**Task brief:**
How many lines in the entries below contain the string "throughout"? Case must match. Reply with the number alone.
-- BEGIN --
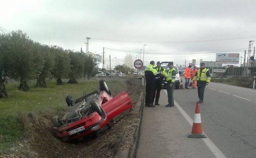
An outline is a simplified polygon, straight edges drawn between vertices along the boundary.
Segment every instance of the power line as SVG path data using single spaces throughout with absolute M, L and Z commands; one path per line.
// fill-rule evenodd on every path
M 247 49 L 247 48 L 244 48 L 234 49 L 234 50 L 223 50 L 223 51 L 216 51 L 216 52 L 208 52 L 208 53 L 198 53 L 169 54 L 169 53 L 145 53 L 145 54 L 155 54 L 155 55 L 182 55 L 203 54 L 208 54 L 208 53 L 216 53 L 227 52 L 229 52 L 229 51 L 235 51 L 235 50 L 244 50 L 245 49 Z M 126 52 L 136 53 L 139 53 L 139 52 L 133 52 L 133 51 L 128 51 L 128 50 L 121 50 L 116 49 L 113 49 L 113 48 L 105 48 L 105 49 L 110 49 L 110 50 L 114 50 L 121 51 Z
M 233 39 L 247 39 L 247 38 L 251 38 L 252 37 L 256 37 L 256 35 L 252 36 L 248 36 L 248 37 L 233 37 L 233 38 L 226 38 L 226 39 L 206 39 L 204 40 L 195 40 L 195 41 L 127 41 L 127 40 L 117 40 L 117 39 L 101 39 L 101 38 L 92 38 L 92 39 L 97 39 L 100 40 L 104 40 L 104 41 L 114 41 L 117 42 L 131 42 L 131 43 L 192 43 L 192 42 L 209 42 L 209 41 L 227 41 L 227 40 L 231 40 Z

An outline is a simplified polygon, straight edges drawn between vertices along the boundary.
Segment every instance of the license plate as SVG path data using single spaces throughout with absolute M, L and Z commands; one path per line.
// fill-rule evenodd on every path
M 80 132 L 81 131 L 84 130 L 85 129 L 85 127 L 82 126 L 82 127 L 80 127 L 77 128 L 73 130 L 72 131 L 70 131 L 69 132 L 68 132 L 68 133 L 69 133 L 70 135 L 73 135 L 78 132 Z

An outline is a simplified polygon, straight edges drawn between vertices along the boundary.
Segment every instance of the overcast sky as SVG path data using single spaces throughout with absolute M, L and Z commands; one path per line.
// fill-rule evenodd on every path
M 197 63 L 200 59 L 214 61 L 215 53 L 157 53 L 244 48 L 256 39 L 255 0 L 2 0 L 1 6 L 0 27 L 21 30 L 35 41 L 85 51 L 86 38 L 90 37 L 89 51 L 100 54 L 103 47 L 139 52 L 146 44 L 145 52 L 155 54 L 145 54 L 146 64 L 151 60 L 177 64 L 185 59 L 187 63 L 193 59 Z M 212 41 L 227 39 L 232 39 Z M 198 41 L 203 41 L 195 42 Z M 114 64 L 115 57 L 122 63 L 129 54 L 105 52 L 106 58 L 111 54 Z M 134 60 L 138 55 L 130 54 Z

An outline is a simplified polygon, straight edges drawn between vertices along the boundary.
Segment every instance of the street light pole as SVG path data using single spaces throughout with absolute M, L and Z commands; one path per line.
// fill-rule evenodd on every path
-- END --
**Full output:**
4